GIVEN REQUEST: Please recast the lines from the very first one through the one containing "[228,39,336,173]", both included, as a Markdown table with the columns Row and Line text, leaving out blank lines.
= = = = = = =
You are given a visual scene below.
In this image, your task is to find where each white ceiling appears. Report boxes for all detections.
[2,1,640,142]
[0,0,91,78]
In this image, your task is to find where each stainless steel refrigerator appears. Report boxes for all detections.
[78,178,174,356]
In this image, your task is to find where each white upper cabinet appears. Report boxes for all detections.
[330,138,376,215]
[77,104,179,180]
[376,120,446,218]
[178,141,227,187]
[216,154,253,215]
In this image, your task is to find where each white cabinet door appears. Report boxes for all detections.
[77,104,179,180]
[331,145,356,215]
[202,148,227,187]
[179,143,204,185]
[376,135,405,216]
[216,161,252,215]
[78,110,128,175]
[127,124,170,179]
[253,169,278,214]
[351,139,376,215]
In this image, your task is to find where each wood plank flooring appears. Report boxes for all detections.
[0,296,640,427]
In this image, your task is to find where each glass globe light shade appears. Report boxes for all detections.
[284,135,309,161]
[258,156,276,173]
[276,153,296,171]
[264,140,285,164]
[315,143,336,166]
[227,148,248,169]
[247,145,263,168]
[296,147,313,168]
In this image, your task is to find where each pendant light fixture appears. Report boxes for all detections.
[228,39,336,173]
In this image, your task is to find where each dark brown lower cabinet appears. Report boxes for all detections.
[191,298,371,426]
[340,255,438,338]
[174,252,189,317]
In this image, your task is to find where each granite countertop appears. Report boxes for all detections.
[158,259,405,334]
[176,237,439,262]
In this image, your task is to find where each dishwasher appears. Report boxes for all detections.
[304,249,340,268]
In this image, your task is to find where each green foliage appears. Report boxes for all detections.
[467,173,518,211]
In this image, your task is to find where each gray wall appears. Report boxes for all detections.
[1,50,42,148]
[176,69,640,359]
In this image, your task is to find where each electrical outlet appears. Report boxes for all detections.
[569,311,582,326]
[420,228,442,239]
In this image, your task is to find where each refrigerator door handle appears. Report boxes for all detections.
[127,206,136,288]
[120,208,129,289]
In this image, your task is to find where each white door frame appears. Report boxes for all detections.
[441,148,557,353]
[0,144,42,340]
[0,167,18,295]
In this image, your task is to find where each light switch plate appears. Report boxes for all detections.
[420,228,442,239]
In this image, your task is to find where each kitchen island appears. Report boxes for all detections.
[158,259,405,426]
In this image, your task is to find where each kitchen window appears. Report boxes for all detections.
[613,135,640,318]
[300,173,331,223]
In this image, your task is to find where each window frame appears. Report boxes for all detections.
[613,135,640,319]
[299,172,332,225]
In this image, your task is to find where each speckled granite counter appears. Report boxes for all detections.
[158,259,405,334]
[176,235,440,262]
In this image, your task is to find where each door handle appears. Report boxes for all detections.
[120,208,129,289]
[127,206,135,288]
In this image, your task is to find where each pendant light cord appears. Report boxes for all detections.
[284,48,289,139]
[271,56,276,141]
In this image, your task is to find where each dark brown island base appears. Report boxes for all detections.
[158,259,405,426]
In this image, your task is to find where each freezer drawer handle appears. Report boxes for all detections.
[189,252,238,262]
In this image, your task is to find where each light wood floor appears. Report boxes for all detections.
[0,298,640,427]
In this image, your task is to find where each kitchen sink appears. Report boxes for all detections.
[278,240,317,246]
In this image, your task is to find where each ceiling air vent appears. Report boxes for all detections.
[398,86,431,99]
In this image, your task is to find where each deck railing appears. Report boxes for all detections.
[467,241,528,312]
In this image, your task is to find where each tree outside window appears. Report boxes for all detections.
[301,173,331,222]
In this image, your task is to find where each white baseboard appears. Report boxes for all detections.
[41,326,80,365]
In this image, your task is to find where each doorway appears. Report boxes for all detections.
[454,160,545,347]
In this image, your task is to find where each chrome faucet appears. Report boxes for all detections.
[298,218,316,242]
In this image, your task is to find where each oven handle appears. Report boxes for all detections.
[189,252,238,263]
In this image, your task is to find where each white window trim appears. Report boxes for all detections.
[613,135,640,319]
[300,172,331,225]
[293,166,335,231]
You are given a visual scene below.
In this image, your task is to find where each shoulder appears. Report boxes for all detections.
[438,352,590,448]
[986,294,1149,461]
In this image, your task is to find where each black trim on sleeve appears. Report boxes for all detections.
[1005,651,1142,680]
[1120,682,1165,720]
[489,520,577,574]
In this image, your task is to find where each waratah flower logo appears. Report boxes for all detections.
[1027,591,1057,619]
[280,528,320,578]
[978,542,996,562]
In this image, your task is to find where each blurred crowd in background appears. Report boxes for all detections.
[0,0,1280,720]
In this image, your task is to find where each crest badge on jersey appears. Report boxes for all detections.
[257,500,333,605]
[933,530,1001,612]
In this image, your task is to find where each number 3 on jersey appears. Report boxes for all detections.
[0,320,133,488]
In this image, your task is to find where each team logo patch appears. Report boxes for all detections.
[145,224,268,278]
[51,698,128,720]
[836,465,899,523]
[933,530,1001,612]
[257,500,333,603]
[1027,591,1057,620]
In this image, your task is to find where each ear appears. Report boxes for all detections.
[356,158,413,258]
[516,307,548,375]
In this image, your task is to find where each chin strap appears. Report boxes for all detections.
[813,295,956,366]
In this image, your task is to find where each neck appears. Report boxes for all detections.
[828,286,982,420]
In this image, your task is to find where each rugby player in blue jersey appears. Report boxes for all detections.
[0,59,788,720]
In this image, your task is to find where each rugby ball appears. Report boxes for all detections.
= = = = = = =
WRITTEN ANSWER:
| Row | Line text |
|---|---|
| 1 | You are given a visual scene below. |
| 2 | In this image, your task is to find where each white ceiling appears. Report boxes for all detections. |
| 3 | [2,1,640,142] |
| 4 | [0,0,91,78] |
| 5 | In this image, your task is to find where each stainless steel refrigerator appears. Report boxes for all detections. |
| 6 | [78,178,174,356] |
| 7 | In this image, your task is to find where each white upper cabinet appears. Report boxes for all detections. |
| 8 | [330,138,376,215] |
| 9 | [77,104,179,180] |
| 10 | [376,120,446,218] |
| 11 | [178,141,227,187] |
| 12 | [216,154,253,215] |
| 13 | In this image, your task is to find where each white cabinet door appears. Report boxes for all detections. |
| 14 | [77,104,179,180] |
| 15 | [331,145,356,215] |
| 16 | [202,148,227,187] |
| 17 | [179,143,204,185] |
| 18 | [376,135,405,216] |
| 19 | [216,161,252,215] |
| 20 | [78,110,128,175] |
| 21 | [127,124,170,179] |
| 22 | [253,169,278,214] |
| 23 | [351,139,376,215] |
| 24 | In this image, your task is to find where each wood plank flooring appears. Report boxes for all detections. |
| 25 | [0,296,640,427] |
| 26 | In this image, your task is to find where each glass globe light shade appears. Report boxes for all detections. |
| 27 | [284,135,309,161] |
| 28 | [258,156,276,173] |
| 29 | [276,153,296,171] |
| 30 | [264,140,285,164] |
| 31 | [315,143,336,166] |
| 32 | [227,148,248,169] |
| 33 | [247,145,263,168] |
| 34 | [296,147,313,168] |
| 35 | In this image, your task is to find where each pendant light fixture appears. Report boxes for all detections. |
| 36 | [228,39,336,173] |